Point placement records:
===
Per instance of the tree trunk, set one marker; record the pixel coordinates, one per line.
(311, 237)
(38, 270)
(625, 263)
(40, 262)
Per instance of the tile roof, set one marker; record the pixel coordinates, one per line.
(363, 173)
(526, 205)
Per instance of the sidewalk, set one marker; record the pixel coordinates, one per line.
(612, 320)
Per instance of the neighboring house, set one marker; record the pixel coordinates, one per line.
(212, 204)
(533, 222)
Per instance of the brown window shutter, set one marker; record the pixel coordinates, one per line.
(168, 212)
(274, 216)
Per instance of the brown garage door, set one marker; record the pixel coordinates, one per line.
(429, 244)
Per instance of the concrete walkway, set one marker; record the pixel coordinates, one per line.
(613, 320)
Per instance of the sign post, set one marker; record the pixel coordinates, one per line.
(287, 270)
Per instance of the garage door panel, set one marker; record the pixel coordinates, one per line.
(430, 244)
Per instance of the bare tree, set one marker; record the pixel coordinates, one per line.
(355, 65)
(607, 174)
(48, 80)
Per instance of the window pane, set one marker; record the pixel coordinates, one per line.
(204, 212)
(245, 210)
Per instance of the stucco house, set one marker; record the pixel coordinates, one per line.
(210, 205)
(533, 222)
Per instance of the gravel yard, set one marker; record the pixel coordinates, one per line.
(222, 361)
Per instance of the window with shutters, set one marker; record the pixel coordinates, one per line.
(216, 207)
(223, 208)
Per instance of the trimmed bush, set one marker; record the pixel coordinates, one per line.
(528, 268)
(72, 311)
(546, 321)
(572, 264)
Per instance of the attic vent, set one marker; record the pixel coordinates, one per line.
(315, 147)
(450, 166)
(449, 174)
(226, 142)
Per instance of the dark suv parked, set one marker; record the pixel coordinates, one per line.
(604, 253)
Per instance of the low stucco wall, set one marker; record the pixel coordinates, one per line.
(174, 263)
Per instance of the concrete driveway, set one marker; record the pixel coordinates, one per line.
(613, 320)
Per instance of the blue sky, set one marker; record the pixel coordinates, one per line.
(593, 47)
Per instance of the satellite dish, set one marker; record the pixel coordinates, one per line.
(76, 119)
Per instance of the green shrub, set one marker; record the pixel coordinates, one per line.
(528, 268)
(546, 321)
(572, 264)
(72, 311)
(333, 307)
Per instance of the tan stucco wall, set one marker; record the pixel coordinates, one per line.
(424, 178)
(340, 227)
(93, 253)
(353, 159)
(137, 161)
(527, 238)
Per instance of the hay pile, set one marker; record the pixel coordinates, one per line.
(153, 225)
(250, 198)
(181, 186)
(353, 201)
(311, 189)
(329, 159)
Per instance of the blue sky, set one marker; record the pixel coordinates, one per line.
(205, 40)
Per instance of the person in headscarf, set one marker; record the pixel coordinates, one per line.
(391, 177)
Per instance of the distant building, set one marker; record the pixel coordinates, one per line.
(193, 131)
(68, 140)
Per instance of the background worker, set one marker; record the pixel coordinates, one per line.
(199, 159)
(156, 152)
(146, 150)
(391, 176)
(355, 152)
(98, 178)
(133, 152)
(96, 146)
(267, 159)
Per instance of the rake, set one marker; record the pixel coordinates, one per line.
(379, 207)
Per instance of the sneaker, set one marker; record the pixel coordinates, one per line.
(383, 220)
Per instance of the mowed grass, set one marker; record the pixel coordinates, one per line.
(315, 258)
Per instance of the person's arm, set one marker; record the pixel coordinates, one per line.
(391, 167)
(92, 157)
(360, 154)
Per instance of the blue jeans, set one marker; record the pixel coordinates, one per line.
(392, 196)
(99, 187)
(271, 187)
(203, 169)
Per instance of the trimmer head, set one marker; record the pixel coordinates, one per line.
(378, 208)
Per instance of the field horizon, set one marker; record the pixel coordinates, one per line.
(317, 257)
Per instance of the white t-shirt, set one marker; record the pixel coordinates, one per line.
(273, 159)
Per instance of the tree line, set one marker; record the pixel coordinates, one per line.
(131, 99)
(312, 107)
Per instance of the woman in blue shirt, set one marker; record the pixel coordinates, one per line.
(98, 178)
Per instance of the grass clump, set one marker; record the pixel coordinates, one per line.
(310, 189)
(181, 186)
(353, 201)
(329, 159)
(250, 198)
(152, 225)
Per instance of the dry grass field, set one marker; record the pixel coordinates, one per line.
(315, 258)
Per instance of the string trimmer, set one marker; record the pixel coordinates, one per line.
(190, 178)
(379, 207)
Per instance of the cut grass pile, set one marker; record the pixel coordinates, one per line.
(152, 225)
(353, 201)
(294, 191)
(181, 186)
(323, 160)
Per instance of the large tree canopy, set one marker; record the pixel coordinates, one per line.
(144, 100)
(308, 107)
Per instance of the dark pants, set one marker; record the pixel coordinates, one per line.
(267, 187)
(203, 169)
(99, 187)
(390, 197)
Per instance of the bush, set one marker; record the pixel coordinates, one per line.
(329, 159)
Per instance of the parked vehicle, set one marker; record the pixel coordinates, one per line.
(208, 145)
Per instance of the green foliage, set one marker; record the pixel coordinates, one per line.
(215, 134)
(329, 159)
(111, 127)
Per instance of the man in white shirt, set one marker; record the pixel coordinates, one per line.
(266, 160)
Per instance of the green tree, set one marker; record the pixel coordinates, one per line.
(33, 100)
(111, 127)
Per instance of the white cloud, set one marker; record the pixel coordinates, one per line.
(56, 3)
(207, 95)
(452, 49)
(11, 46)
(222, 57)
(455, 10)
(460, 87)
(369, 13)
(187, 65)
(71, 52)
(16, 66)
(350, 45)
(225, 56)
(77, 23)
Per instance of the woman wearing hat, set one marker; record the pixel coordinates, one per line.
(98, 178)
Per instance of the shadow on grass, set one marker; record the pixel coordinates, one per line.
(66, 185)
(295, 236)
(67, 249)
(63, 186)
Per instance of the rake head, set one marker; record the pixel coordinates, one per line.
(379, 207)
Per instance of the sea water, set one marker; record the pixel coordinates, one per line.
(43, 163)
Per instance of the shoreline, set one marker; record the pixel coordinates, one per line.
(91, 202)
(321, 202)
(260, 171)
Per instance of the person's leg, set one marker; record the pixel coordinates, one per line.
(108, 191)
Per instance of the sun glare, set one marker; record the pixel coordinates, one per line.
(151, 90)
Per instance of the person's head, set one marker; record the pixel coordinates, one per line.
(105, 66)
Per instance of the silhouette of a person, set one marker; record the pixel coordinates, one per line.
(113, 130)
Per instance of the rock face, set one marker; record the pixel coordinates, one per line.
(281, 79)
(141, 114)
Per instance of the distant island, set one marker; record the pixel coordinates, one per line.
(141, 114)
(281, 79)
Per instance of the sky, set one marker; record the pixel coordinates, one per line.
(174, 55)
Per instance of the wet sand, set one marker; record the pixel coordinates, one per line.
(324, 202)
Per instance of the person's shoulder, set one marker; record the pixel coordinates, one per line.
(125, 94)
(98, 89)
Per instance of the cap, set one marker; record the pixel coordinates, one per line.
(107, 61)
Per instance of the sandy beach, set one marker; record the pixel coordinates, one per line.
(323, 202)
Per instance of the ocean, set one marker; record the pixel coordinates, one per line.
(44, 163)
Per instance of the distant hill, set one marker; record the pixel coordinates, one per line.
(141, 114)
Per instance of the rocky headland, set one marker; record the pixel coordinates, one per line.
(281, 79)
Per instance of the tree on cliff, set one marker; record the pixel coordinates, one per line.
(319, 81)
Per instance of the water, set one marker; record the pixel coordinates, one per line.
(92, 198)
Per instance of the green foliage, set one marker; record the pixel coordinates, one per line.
===
Retype the listing above in full, with no alterations.

## Response below:
Per instance of the tree trunk, set one marker; record the pixel coordinates, one per line.
(311, 237)
(38, 270)
(625, 263)
(40, 262)
Per instance of the tile roof, set one marker; record the pixel coordinates, one per line.
(363, 173)
(526, 205)
Per instance of the sidewalk, set one marker; record the pixel coordinates, one per line.
(612, 320)
Per instance of the neighboring house, set one marker; record the pixel coordinates, one per line.
(212, 204)
(533, 222)
Per instance of the brown window shutter, set one marker; record the pixel coordinates, one per line.
(168, 212)
(274, 216)
Per instance of the brown garage door, set one marker; record the pixel coordinates, one per line.
(429, 244)
Per instance of the concrete walkway, set one marker; record the pixel coordinates, one per line.
(613, 320)
Per instance of the sign post, set one marker; record the pixel coordinates, one per line.
(287, 270)
Per instance of the garage door panel, set one marker; record the pixel coordinates, one per line.
(430, 244)
Per instance of the bare tree, set one marker; record the pixel coordinates, one per line.
(355, 65)
(607, 174)
(48, 80)
Per instance of the window pane, set one marker; record the pixel coordinates, one per line.
(204, 212)
(245, 210)
Per instance of the stucco house, set one marker; record the pixel coordinates, one per line.
(210, 205)
(533, 222)
Per instance of the gravel yard, set one marker; record the pixel coordinates, one per line.
(222, 361)
Per instance of the window with shutters, set one marker; record the pixel coordinates, one per line.
(216, 207)
(223, 208)
Per instance of the trimmed bush, set one marker; record the pixel coordinates, one per line.
(528, 268)
(72, 311)
(546, 321)
(572, 264)
Per instance of the attic vent, set one marker; record the pixel coordinates, one per line.
(315, 147)
(450, 166)
(449, 174)
(226, 142)
Per instance of the dark suv parked, set one marker; record the pixel coordinates, one per line.
(604, 253)
Per instance of the low stucco wall, set one marker; record the pixel coordinates, one per line.
(174, 263)
Per instance of the concrete driveway, set one marker; record the pixel coordinates, one per line.
(613, 320)
Per instance of the blue sky, set one marker; record the pixel coordinates, one per line.
(593, 47)
Per instance of the satellite dish, set one marker; record the pixel coordinates, one per line.
(76, 119)
Per instance of the green shrub, set one marker; record the pixel coordinates, one per line.
(528, 268)
(546, 321)
(572, 264)
(72, 311)
(333, 307)
Per instance of the tan stucco wall, set one marker; record the pixel coordinates, one per line.
(424, 178)
(340, 227)
(93, 253)
(353, 159)
(137, 161)
(527, 238)
Per instance of the hay pile, set one marker; record the pixel coordinates, one per line.
(153, 225)
(250, 198)
(181, 186)
(353, 201)
(311, 189)
(329, 159)
Per instance of the blue sky, set one marker; record the pixel coordinates, one per line.
(205, 40)
Per instance of the person in headscarf, set one marker; record the pixel coordinates, one per line.
(391, 177)
Per instance of the distant building, set one marker; record the pixel coordinates, one per line.
(193, 131)
(68, 140)
Per instance of the background worker, set one marker; record the pixel coordinates, one per line.
(199, 159)
(156, 152)
(146, 150)
(391, 176)
(355, 152)
(98, 178)
(133, 152)
(96, 146)
(267, 159)
Per instance of the rake, set one marker; record the pixel coordinates, one per line.
(379, 207)
Per instance of the sneaker, set one marker; record the pixel coordinates, one per line.
(383, 220)
Per instance of the mowed grass, set one marker; record the pixel coordinates, one per line.
(315, 258)
Per instance of the person's arm, set one marker; record the pixel coordinates, one per line.
(391, 167)
(92, 157)
(360, 154)
Per instance of the blue jeans, set one marker; record the pixel coordinates, one per line.
(392, 196)
(99, 187)
(271, 187)
(203, 169)
Per instance of the trimmer head, set one marker; record the pixel coordinates, one per line.
(378, 208)
Per instance of the field horizon, set one marker; record the pixel coordinates, one per line.
(317, 257)
Per instance of the white t-shirt, set one marker; record the pixel coordinates, one per line.
(273, 159)
Per instance of the tree line, set one marker; record the pixel coordinates, one per line.
(131, 99)
(312, 107)
Per instance of the woman in blue shirt, set one marker; record the pixel coordinates, one per line.
(98, 178)
Per instance of the grass clump, set one marker; record the pixel coordinates, one per line.
(310, 189)
(181, 186)
(353, 201)
(329, 159)
(250, 198)
(152, 225)
Per instance of the dry grass field, set one marker; record the pixel coordinates, one per line.
(315, 258)
Per instance of the string trimmer, set one marker; record the pixel coordinates, one per line.
(190, 178)
(379, 207)
Per instance of the cut grass pile, set one marker; record the pixel coordinates, one per line.
(152, 225)
(353, 201)
(294, 191)
(181, 186)
(323, 160)
Per instance of the large tree canopy, set one marker; record the pixel coordinates, one per line.
(144, 100)
(308, 107)
Per instance of the dark pants, set one marker; record the pixel coordinates, one per line.
(267, 187)
(203, 169)
(99, 187)
(390, 197)
Per instance of the bush, set one marker; record the pixel coordinates, one per line.
(329, 159)
Per instance of the parked vehicle, set one marker; record the pixel coordinates, one per line.
(208, 145)
Per instance of the green foliage, set one marker; record the pixel coordinates, one per line.
(215, 134)
(329, 159)
(111, 127)
Per instance of the man in white shirt, set one marker; record the pixel coordinates, one per line.
(266, 160)
Per instance of the green tree, set one marker; record the pixel coordinates, one per line.
(33, 100)
(111, 127)
Per instance of the white cloud, set one marker; record the pixel coordinates, one per line.
(56, 3)
(207, 95)
(452, 49)
(11, 46)
(222, 57)
(455, 10)
(460, 87)
(369, 13)
(187, 65)
(71, 52)
(16, 66)
(350, 45)
(225, 56)
(77, 23)
Per instance of the woman wearing hat, set one marker; record the pixel coordinates, one per line.
(98, 178)
Per instance of the shadow on grass, set one marker; record the pixel coordinates, one per line.
(66, 185)
(295, 236)
(67, 249)
(63, 186)
Per instance of the rake head, set one marker; record the pixel coordinates, one per line.
(379, 207)
Per instance of the sea water, set one marker; record the pixel coordinates, one per line.
(43, 163)
Per instance of the shoreline, set one marker; record the pixel coordinates, one per line.
(91, 202)
(321, 202)
(260, 171)
Per instance of the person's leg, set one marker; record the pixel coordinates, one per line.
(108, 191)
Per instance of the sun glare, set one marker; record the pixel coordinates, one per line.
(151, 90)
Per instance of the person's head, set one marker; record the pixel coordinates, one per line.
(105, 66)
Per instance of the silhouette of a person, set one marker; record the pixel coordinates, one per line.
(113, 130)
Per instance of the rock face, set one marker; record the pixel coordinates, one per line.
(281, 79)
(141, 114)
Per instance of the distant island, set one marker; record the pixel coordinates, one per line.
(141, 114)
(281, 79)
Per instance of the sky, set one marker; record the pixel coordinates, one per line.
(174, 55)
Per instance of the wet sand, set one marker; record the pixel coordinates, one per line.
(324, 202)
Per instance of the person's shoulder, set one marker; record the pixel coordinates, one per line.
(125, 94)
(98, 89)
Per instance of the cap, set one marker; record the pixel coordinates, one per line.
(107, 61)
Per instance of the sandy beach, set one marker; record the pixel coordinates, one per line.
(323, 202)
Per instance of the ocean, set one marker; record the pixel coordinates, one per line.
(44, 163)
Per instance of the distant hill, set one marker; record the pixel coordinates, one per line.
(141, 114)
Per instance of the rocky headland, set one marker; record the pixel coordinates, one per line.
(281, 79)
Per instance of the tree on cliff, set one marker; record the pixel coordinates, one per line.
(319, 81)
Per instance of the water, set one marker; record the pixel coordinates, one per line.
(92, 198)
Per instance of the green foliage, set one marker; record the pixel coordinates, one per line.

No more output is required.